**EXCERPT PROVIDED**
---

Drug/Laboratory Test Interactions

  • The urine of patients who take etodolac can give a false-positive reaction for urinary bilirubin (urobilin) due to the presence of phenolic metabolites of etodolac.
  • Diagnostic dip-stick methodology, used to detect ketone bodies in urine, has resulted in false-positive findings in some patients treated with etodolac.
  • Generally, this phenomenon has not been associated with other clinically significant events. No dose relationship has been observed.
  • Etodolac treatment is associated with a small decrease in serum uric acid levels.
  • In clinical trials, mean decreases of 1 to 2 mg/dL were observed in arthritic patients receiving etodolac (600 mg to 1000 mg/day) after 4 weeks of therapy. These levels then remained stable for up to 1 year of therapy.


Lodine (etodolac) is a nonsteroidal anti-inflammatory drug (NSAID) used to treat pain and inflammation associated with osteoarthritis, rheumatoid arthritis, juvenile rheumatoid arthritis, tendinitis, bursitis, and menstrual cramps. Common side effects of Lodine include rash, ringing in the ears, headaches, dizziness, drowsiness, abdominal pain, nausea, diarrhea, constipation, heartburn, fluid retention, and shortness of breath. In late pregnancy, the third trimester, as with other NSAIDs, Lodine should be avoided because it may cause premature closure of the ductus arteriosus. It is unknown if Lodine is excreted in breast milk.

---

**REQUIRED TASKS**
**1.** Decide whether each statement agrees with the text on etodolac. Answer yes or no for each, and quote the words of the text that settle it.
(a) Dip-stick tests for ketone bodies in urine have given false-positive findings in some patients treated with etodolac.
(b) A dose relationship has been observed for the false-positive test findings.
(c) Lodine is known to be excreted in breast milk.
**2.** Summarize the text on etodolac in two sentences.
**3.** Answer these questions from the text on etodolac.
(a) What causes the false-positive reaction for urinary bilirubin?
(b) For how long did serum uric acid levels stay stable in clinical trials?
(c) In which part of pregnancy should Lodine be avoided?

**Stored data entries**
---

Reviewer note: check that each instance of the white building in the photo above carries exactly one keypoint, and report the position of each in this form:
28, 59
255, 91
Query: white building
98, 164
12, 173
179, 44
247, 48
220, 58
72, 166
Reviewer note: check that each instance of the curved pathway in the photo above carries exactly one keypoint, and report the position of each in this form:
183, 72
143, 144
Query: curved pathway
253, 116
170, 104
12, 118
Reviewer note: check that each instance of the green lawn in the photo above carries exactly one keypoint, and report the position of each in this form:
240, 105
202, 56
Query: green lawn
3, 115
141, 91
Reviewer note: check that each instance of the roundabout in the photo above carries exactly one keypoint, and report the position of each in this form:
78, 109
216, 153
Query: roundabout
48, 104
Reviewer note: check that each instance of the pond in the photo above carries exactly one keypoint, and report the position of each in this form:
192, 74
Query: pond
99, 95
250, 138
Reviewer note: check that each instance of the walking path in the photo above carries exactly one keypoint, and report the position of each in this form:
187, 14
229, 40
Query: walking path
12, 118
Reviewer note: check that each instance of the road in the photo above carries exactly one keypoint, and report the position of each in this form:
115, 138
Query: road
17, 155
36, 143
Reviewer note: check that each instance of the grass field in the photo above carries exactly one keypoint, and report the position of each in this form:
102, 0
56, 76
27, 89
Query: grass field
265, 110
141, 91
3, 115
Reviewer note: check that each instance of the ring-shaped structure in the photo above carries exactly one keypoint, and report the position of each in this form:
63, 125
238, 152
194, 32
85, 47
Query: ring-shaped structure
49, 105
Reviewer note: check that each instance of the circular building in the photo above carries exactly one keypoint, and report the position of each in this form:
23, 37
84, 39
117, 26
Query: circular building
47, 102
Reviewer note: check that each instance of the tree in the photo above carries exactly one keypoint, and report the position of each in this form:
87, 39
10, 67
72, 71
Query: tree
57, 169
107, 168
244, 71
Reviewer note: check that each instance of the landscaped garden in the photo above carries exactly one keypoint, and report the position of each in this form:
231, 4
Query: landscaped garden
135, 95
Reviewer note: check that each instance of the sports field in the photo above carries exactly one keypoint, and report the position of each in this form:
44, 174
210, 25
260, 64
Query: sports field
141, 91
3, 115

---

**RESPONSES BY ITEM NUMBER**
**1.**
(a) Yes: "Diagnostic dip-stick methodology, used to detect ketone bodies in urine, has resulted in false-positive findings in some patients treated with etodolac."
(b) No: "No dose relationship has been observed."
(c) No: "It is unknown if Lodine is excreted in breast milk."

**2.** Etodolac can produce false-positive urine tests for bilirubin and ketone bodies, and it causes a small decrease in serum uric acid, with mean drops of 1 to 2 mg/dL seen in arthritic patients after 4 weeks. Sold as Lodine, it is an NSAID used for pain and inflammation from conditions such as osteoarthritis, rheumatoid arthritis, tendinitis, bursitis, and menstrual cramps, and it should be avoided in the third trimester because it may cause premature closure of the ductus arteriosus.

**3.**
(a) The presence of phenolic metabolites of etodolac.
(b) For up to 1 year of therapy.
(c) Late pregnancy, the third trimester.